Stored data entries
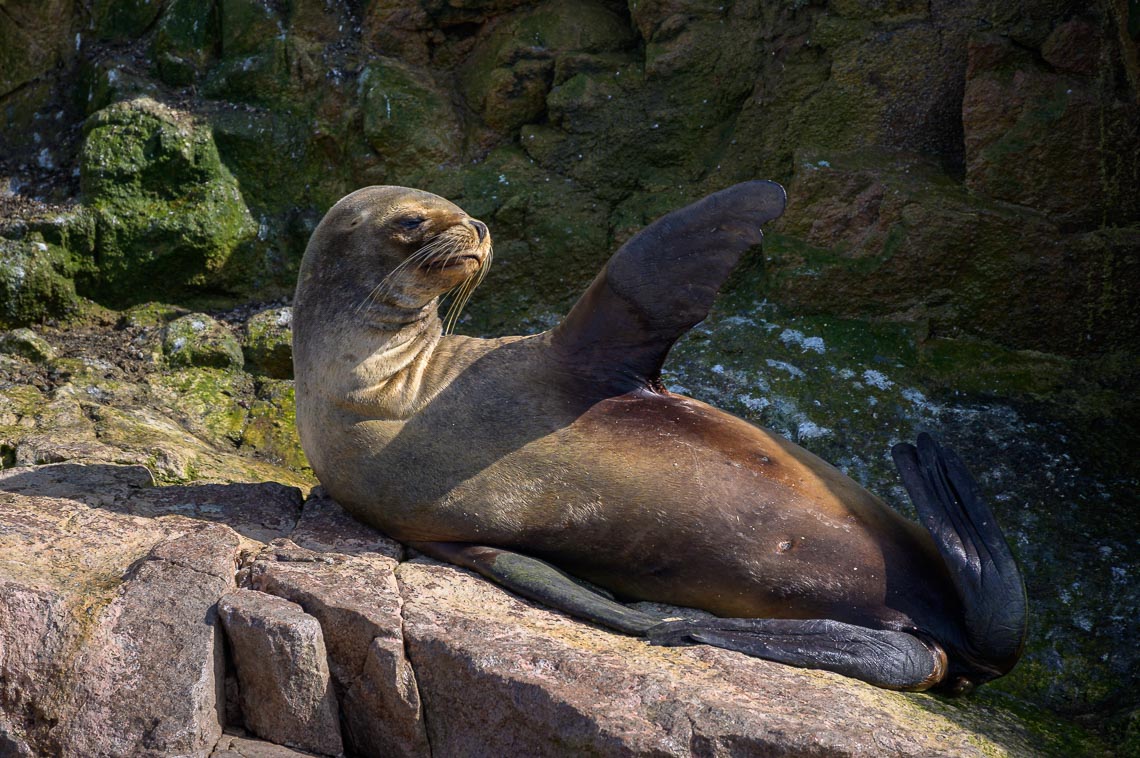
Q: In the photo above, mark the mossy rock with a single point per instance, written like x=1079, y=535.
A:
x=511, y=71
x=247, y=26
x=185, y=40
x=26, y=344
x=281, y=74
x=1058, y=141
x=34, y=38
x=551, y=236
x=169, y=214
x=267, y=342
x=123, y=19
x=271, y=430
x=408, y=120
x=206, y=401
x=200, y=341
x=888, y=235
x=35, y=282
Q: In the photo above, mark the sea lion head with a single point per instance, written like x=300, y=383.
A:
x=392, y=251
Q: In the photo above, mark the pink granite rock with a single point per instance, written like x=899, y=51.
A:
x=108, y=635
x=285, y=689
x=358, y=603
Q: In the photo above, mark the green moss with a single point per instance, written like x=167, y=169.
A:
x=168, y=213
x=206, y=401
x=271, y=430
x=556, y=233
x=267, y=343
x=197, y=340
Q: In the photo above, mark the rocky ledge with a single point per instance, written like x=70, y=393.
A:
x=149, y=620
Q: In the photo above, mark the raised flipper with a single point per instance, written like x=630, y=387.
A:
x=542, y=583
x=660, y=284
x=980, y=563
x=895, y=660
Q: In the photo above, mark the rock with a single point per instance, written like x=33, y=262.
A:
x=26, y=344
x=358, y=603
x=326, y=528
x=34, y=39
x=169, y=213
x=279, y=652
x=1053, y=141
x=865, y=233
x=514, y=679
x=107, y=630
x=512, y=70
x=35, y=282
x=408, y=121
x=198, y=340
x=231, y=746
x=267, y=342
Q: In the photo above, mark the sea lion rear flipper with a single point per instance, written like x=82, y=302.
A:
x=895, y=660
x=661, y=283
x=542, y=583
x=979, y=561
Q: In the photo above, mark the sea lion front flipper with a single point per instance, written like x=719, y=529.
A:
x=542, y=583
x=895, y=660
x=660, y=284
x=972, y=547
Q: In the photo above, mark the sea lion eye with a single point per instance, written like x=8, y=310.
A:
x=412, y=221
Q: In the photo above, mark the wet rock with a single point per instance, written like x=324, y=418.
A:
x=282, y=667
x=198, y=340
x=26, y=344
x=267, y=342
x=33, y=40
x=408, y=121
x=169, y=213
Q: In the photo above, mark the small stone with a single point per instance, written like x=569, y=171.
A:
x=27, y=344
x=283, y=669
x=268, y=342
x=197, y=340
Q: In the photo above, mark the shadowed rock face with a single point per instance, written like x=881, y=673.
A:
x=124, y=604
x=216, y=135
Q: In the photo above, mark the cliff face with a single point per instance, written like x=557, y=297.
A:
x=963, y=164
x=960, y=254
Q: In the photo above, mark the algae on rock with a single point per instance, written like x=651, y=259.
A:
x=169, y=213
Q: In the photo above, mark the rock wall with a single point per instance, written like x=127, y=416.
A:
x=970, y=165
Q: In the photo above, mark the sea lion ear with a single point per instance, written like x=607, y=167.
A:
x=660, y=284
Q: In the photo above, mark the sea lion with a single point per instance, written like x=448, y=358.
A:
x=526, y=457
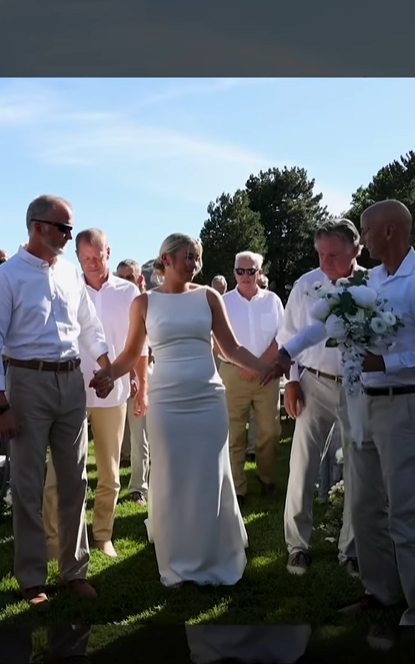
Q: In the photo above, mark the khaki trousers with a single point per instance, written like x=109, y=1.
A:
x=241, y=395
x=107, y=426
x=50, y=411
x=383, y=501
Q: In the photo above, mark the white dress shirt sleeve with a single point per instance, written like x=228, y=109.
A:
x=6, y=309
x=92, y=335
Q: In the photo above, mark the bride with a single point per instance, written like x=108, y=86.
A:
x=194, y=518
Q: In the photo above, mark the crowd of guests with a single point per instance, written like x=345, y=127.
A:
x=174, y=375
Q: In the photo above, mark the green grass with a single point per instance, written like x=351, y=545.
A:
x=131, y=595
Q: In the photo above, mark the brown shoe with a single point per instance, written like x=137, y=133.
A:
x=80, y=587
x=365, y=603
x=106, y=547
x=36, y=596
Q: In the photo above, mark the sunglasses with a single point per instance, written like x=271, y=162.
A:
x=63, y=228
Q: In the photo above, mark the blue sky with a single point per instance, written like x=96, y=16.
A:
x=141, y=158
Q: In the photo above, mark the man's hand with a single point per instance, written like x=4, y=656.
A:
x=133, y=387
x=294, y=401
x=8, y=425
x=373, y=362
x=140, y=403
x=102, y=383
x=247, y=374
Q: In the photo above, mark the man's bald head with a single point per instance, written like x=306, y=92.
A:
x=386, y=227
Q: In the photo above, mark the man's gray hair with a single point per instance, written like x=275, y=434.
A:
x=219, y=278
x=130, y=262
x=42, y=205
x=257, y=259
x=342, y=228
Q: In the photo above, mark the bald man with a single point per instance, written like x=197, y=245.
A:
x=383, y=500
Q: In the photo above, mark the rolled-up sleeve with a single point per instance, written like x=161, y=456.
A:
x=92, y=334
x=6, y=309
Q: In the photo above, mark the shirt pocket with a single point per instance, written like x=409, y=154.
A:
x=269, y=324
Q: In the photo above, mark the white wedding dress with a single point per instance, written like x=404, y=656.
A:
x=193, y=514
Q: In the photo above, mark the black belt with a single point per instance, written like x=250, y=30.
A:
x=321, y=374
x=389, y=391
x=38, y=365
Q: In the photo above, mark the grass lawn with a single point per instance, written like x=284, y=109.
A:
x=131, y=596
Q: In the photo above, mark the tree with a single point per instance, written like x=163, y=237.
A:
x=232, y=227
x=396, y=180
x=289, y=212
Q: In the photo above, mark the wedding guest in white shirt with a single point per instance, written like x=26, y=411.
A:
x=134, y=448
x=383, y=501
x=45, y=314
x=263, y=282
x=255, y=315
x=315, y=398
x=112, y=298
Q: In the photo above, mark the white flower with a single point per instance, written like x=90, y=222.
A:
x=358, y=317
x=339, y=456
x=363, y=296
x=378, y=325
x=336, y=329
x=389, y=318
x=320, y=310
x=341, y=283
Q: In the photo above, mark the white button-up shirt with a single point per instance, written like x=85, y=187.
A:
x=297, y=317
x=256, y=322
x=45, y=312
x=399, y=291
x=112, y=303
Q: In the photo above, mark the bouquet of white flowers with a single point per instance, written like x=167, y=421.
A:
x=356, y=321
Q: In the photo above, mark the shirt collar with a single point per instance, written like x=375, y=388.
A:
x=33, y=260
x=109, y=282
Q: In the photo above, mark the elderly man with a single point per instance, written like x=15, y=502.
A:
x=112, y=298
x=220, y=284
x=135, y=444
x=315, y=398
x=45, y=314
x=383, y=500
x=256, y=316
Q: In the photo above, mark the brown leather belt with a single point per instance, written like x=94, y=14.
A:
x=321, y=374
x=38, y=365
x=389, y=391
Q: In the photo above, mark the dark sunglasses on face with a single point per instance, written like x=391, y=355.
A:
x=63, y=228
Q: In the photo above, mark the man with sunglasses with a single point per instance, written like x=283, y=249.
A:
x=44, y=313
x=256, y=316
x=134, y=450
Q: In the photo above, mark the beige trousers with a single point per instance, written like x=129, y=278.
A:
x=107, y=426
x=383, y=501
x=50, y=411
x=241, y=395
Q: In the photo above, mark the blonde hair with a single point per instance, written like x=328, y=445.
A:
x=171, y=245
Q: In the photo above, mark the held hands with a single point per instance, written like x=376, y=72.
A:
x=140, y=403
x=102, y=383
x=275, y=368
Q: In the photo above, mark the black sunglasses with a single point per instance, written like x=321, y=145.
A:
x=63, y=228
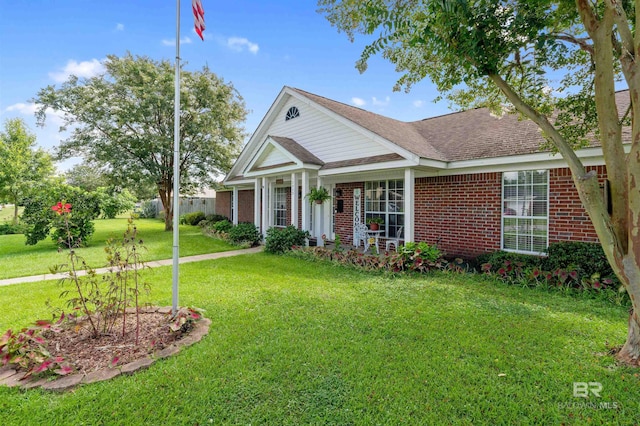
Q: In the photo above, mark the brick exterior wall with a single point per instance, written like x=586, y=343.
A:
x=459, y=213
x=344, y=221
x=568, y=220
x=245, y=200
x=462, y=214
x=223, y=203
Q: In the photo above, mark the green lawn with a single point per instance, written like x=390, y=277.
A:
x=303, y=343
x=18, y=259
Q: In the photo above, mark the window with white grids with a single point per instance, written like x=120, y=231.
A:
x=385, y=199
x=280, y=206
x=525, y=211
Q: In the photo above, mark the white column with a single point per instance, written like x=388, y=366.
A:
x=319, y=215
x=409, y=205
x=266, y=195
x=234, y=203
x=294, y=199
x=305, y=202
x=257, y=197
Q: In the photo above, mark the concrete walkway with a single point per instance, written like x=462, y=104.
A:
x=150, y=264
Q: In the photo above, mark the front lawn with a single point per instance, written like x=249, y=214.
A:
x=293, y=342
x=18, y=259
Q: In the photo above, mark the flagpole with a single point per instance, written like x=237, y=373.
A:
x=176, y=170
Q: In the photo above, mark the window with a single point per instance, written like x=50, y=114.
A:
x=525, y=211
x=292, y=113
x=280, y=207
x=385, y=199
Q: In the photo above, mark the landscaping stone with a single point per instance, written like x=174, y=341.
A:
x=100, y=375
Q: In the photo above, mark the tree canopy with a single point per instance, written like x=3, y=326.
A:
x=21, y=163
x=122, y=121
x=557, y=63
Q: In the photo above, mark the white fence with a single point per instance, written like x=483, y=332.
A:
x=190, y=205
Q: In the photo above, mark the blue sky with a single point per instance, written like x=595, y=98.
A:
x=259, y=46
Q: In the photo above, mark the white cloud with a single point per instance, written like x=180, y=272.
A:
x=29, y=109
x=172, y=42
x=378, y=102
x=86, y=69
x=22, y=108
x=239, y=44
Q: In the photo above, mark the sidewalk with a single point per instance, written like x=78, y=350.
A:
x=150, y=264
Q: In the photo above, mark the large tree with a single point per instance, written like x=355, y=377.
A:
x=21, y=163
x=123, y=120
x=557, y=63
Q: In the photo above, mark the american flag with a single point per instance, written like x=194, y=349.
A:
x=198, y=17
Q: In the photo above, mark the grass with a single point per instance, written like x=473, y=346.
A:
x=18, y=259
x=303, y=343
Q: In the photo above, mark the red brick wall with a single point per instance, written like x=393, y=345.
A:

_Problem description_: Tell me how many lines of the data hold the word "lawn", giving only the number.

_Reply to the exercise_: 3